The drain pan 250 is received in the lower portion of the drain pan receiving portion 152. The drain pan 250 temporally collects the condensed water falling through the water guide members 206, 216, 222′, 224′, and 226′. The drain pan has a corresponding shape to the drain pan receiving portion 152.
The drain pan 250 is provided with a drain hole 252 through which the collected water is drained to the water tank 300. The drain hole 252 is selectively opened by a drain unit 254.
The drain unit 254 is provided in the form of a cantilever to open the drain hole 252 when the water tank 300 is installed on the support 310 and to close the drain hole 252 when the water tank 300 is not installed on the support 310. The following will describe the drain unit 254 in more detail.
The water tank 300 and the support 310 are provided under the main body base 150.
The water tank 300 stores the water (condensed water) generated in the heat exchangers 200, 210, and 220. That is, the water drops condensed in the heat exchangers 200, 210, and 220 fall into the water tank 300 through the drain pan 250 and are stored therein.
The water tank 300 is installed between front and rear supporting portions 314′ and 314″ of the support 310. The water tank 300 is installed to be taken out sideward (leftward or rightward). The water tank 300 is formed in a rectangular box shape having an opened top.
The support 310 is provided to support the main body 100, including the support base 312 and the supporting portion 314. The support base 312 is a portion that directly contacts a floor of a building. The support base 312 is formed in a rectangular flat plate.
The supporting portion 314 includes a front end supporting portion 314′ protruding upward from a front end of the support base 312 and a rear end supporting portion 314″ protruding upward from a rear end of the support base 312.
The drain pan 250 is provided on the upper end of the support 310. That is, the drain pan 250 is provided on the right end of the front end supporting portion 314′ to guide the water discharged from the heat exchangers 200, 210, and 220 to the water tank 300.

-- GIVEN MATERIAL --
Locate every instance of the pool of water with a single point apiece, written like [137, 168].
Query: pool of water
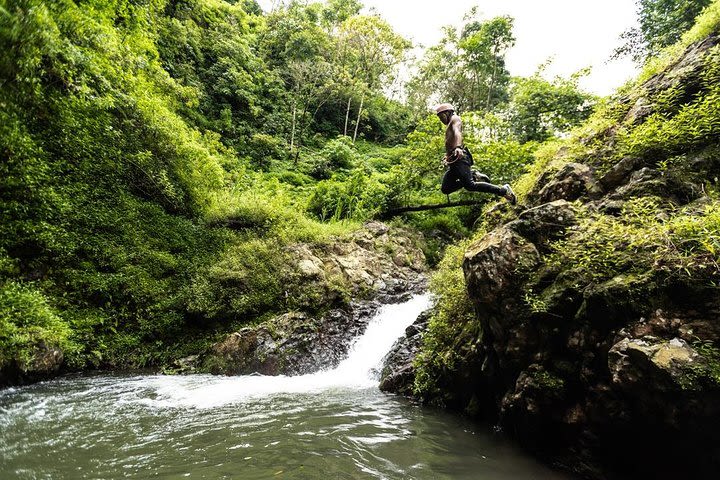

-- THE REQUEST --
From the drain pan text, pull out the passage that starts at the words "The support 310 is" and stops after "support base 312.", copied word for word.

-- ANSWER FOR THIS EXERCISE --
The support 310 is provided to support the main body 100, including the support base 312 and the supporting portion 314. The support base 312 is a portion that directly contacts a floor of a building. The support base 312 is formed in a rectangular flat plate.
The supporting portion 314 includes a front end supporting portion 314′ protruding upward from a front end of the support base 312 and a rear end supporting portion 314″ protruding upward from a rear end of the support base 312.